## RECORD EXTRACTS
— begin —

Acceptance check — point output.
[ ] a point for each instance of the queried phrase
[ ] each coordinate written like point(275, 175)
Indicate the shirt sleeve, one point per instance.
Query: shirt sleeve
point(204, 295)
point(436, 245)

— end —

## TASK INSTRUCTIONS
Please write out the lines above again, putting "jacket collar" wherever "shirt sleeve" appears and leaving everything else unchanged.

## SOLUTION TO THE PROBLEM
Acceptance check — point output.
[ ] a point for each instance of the queried phrase
[ ] each coordinate written like point(275, 175)
Indicate the jacket collar, one point per instance.
Query: jacket collar
point(204, 295)
point(436, 245)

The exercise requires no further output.